» **EXCERPT TO READ**:
»»

Another Response to Keith Baker
by Stephen Krashen
University of Southern California
This paper continues a discussion of the merits of structured immersion,
begun by Baker (1998), who claimed that structured English immersion programs
have been successful. In my response to his paper (Krashen, 1999), I argued
that this claim was not supported by the research. Much of the research
Baker cited was unpublished and not available to readers, and in cases
in which data was available, his report of this data was inaccurate. Baker
(1999) responded to me and to Meier (1999). In this paper, I first respond
to points made in Baker (1999) on the issue of the claimed success of structured
immersion. Second, I respond to Mr. Baker's criticism of my work.
Part One: On the "Success" of Structured Immersion
In Baker (1998), structured immersion is defined as a program for limited
English proficient children in which:
- English "is used and taught at a level appropriate to the class
of English learners" (p. 199). In other words, there is an attempt
to make the input comprehensible (Krashen, 1982).
- Teachers "are oriented toward maximizing instruction in English
and use English for 70% to 90% of instructional time, averaged over the
first three years of instruction" (p. 199). Baker does not specify
how the first language is used.
I review here cases in which it was claimed that children in structured
immersion outperform comparison children in bilingual education. My view
is that none of these studies provides clear evidence that this is the
Baker (1999) continues to insist that children in structured immersion
in Uvalde, Texas, outperformed comparison children in bilingual education.
I pointed out that children in structured immersion only reached the 30th
percentile in grade 3, and then dropped to the 15th and 16th percentiles
in grades 5 and 6, a dismal performance. Baker (1999) claims that this
poor performance is irrelevant because "LE (late exit bilingual) children
did even worse" (p. 709). But a careful reading of the report (Becker
and Gersten, 1982; see also Gersten and Woodward, 1985) reveals no evidence
that the comparison group in this case had bilingual education. The decline
in scores of the structured immersion group remains serious counterevidence
to the claim that structured immersion has been successful.
Unnamed California District
This is another case in which it is claimed that structured immersion
children did better than those in bilingual education. The original report
is Gersten (1985). I pointed out that sample sizes were small in this study.
There were 28 children in the "immersion" group and 16 in bilingual
education. I also noted that no SES data was reported, that the bilingual
program was not described in any detail, and that the bilingual program
was highly unusual: The bilingual group included speakers of Korean, Vietnamese,
Samoan and Thai. I know of no district that provides bilingual education
in all of these languages. Baker (1999) only addresses the issue of sample
size, ignoring my other comments, noting that it is statistical significance
that counts, not sample size.

««

» **STATED EXERCISE A**: In the entries, start with the line containing "Where can the bridge" and go through the final line of the entries, reproducing every line. Scale the x and y coordinates of the answer points by 2.6, rounding to whole numbers with halves going up, and leave the sample points in the format lines as they are.

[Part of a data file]
»»

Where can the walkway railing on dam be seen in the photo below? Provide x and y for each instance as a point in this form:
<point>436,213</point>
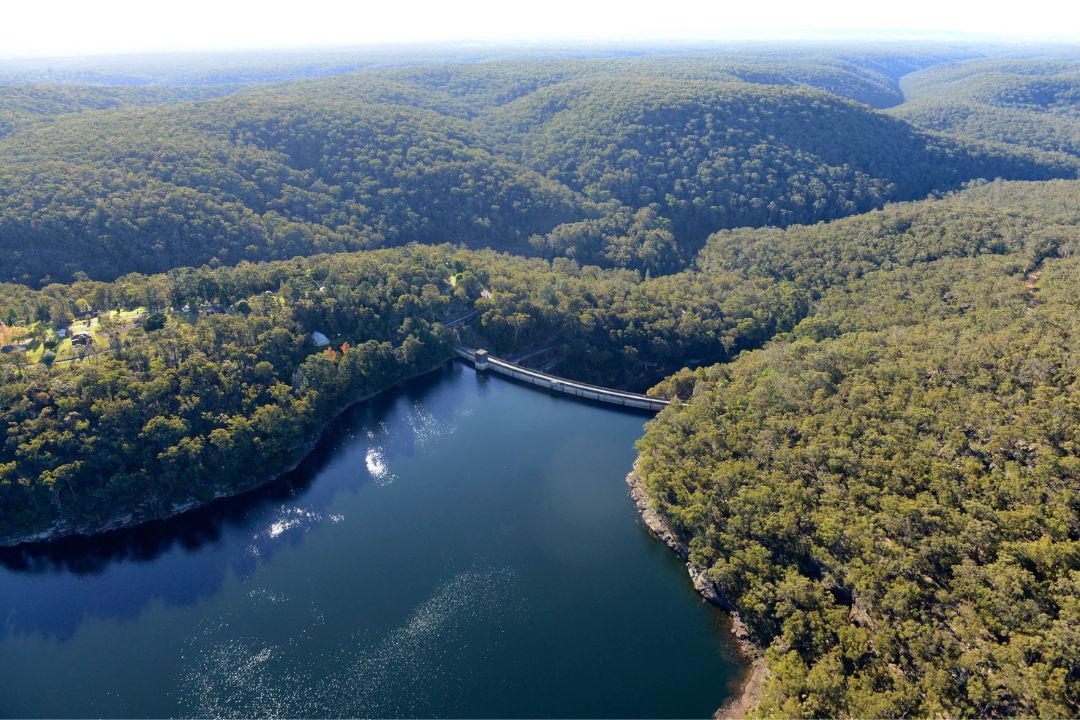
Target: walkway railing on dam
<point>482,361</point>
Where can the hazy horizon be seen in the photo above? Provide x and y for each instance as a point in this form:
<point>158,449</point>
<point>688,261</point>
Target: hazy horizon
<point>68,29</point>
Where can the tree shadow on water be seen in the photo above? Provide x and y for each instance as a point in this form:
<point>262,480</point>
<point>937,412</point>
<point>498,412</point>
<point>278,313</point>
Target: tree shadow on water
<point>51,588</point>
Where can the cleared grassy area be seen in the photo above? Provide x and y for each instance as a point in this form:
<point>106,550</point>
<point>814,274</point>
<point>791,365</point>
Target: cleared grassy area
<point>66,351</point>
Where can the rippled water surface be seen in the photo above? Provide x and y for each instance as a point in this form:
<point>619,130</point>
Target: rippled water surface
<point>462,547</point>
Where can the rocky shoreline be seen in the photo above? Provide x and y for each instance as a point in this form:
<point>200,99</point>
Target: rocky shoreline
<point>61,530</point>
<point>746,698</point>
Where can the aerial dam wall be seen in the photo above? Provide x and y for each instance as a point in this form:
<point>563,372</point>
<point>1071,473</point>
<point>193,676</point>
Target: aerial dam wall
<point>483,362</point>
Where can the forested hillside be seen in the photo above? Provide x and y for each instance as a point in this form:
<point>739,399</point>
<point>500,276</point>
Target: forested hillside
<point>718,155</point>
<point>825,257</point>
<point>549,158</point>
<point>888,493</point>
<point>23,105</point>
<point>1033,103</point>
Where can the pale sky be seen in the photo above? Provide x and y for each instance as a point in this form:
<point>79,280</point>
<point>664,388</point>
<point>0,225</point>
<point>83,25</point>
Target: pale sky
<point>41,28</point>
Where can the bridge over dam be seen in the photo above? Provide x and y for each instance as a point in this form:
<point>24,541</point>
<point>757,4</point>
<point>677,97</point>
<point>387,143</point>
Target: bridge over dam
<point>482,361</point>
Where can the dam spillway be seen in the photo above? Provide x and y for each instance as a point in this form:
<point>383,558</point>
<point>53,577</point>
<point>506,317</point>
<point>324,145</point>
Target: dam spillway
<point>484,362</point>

««

» **STATED EXERCISE B**: Continue the essay responding to Keith Baker on structured immersion, beginning right after its last sentence.

» **ANSWER A**:
Where can the bridge over dam be seen in the photo above? Provide x and y for each instance as a point in this form:
<point>24,541</point>
<point>757,4</point>
<point>677,97</point>
<point>387,143</point>
Target: bridge over dam
<point>1253,939</point>
Where can the dam spillway be seen in the photo above? Provide x and y for each instance as a point in this form:
<point>383,558</point>
<point>53,577</point>
<point>506,317</point>
<point>324,145</point>
Target: dam spillway
<point>1258,941</point>

» **ANSWER B**:
But there is a problem with this study. Gersten only compared the number
of immersion and bilingual students who performed at or above grade level
after grade 2. He found that more immersion students did so on the CTBS
Reading (75%, or 21), compared to the bilingual students (19%, or 3). This
is statistically significant. But we do not know how close the bilingual
students came to the criterion, and how far above it the immersion children
were. If three children fewer in the immersion group and three children
more in the bilingual group had made grade level, the chi square would
not have reached significance. The Language CTBS scores are even more fragile:
20/28 immersion and 7/16 made grade level. If one child more in the bilingual
education group had reached grade level, the difference would not have
been statistically significant. Conclusions in favor of a program should
be made of sterner stuff.
Gersten makes it clear that he had to make do with the data he had.
He also points out that only higher achieving bilingual education students
were tested, while all immersion students were tested. Nevertheless, one
cannot use this study as strong evidence that immersion is effective.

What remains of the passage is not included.